Brytyjska artystka Sally Hewett nadaje nowy sens rzeźbiarskiemu podejściu do kobiecych rzemiosł. Zamiast haftowania kwiatów, szczeniąt i radosnych scen, artystka wypełnia tamborki haftując tyłki, piersi, i genatalia. Przy pomocy okrągłych kompozycji o obłych powierzchniach z imitacjami włosów łonowch, Hewett zgłębia temat ludzkiego owłosienia i tego, jak traktują je ludzie w imię konwencji. Mężczyźni i kobiety niemal rytualnie golą i usuwają włosy ze swoich ciał – brody, włosy pod pachami, włosy łonowe, czy włosy na nogach, podczas gdy inne – włosy na głowie, brwi, rzęsy – są cenne i robi się wszystko, żeby pobudzić ich wzrost.





Sally Hewett. Sculptures. 2014. Źródło: mrxstitch.com
Iwona Demko, artystka wizualna, rzeźbiarka, absolwentka Wydziału Rzeźby krakowskiej ASP, poświęciła swoją twórczość waginie i przywróceniu jej należnej roli w naszej kulturze. Choć zasadniczo nie ma tematów tabu, słowo wagina w kulturze chrześcijańskiej budzi głównie zażenowanie i ma wyłącznie konotacje seksualne. A przecież to miejsce, przez które wszyscy przyszli na świat powinno być otaczane poważaniem i szacunkiem. Załączone prace pochodzą z projektu Waginatyzm – od profanum do sacrum.

» **Cel zadania a**: Wymień wszystkie rodzaje owłosienia, które według tekstu o artystkach ludzie golą i usuwają ze swoich ciał.
Wiersze zamieszczone dalej nie mają żadnego związku z tekstem.

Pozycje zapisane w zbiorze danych
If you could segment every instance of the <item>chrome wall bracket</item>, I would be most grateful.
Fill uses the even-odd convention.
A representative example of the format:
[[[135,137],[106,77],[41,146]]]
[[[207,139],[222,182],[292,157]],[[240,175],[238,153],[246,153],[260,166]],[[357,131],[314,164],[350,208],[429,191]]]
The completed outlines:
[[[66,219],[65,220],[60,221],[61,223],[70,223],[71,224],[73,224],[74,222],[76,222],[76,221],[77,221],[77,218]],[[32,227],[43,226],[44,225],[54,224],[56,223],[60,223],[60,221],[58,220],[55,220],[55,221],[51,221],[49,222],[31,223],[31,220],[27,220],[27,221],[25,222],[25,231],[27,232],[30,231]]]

» **Cel zadania b**: Przekształć wszystkie wiersze zbioru danych w listę JSON, w której każda linia jest osobnym łańcuchem znaków, a puste linie są pominięte.

» **Rozwiązanie a**: brody, włosy pod pachami, włosy łonowe, włosy na nogach

» **Rozwiązanie b**:
[
  "If you could segment every instance of the <item>chrome wall bracket</item>, I would be most grateful.",
  "Fill uses the even-odd convention.",
  "A representative example of the format:",
  "[[[135,137],[106,77],[41,146]]]",
  "[[[207,139],[222,182],[292,157]],[[240,175],[238,153],[246,153],[260,166]],[[357,131],[314,164],[350,208],[429,191]]]",
  "The completed outlines:",
  "[[[66,219],[65,220],[60,221],[61,223],[70,223],[71,224],[73,224],[74,222],[76,222],[76,221],[77,221],[77,218]],[[32,227],[43,226],[44,225],[54,224],[56,223],[60,223],[60,221],[58,220],[55,220],[55,221],[51,221],[49,222],[31,223],[31,220],[27,220],[27,221],[25,222],[25,231],[27,232],[30,231]]]"
]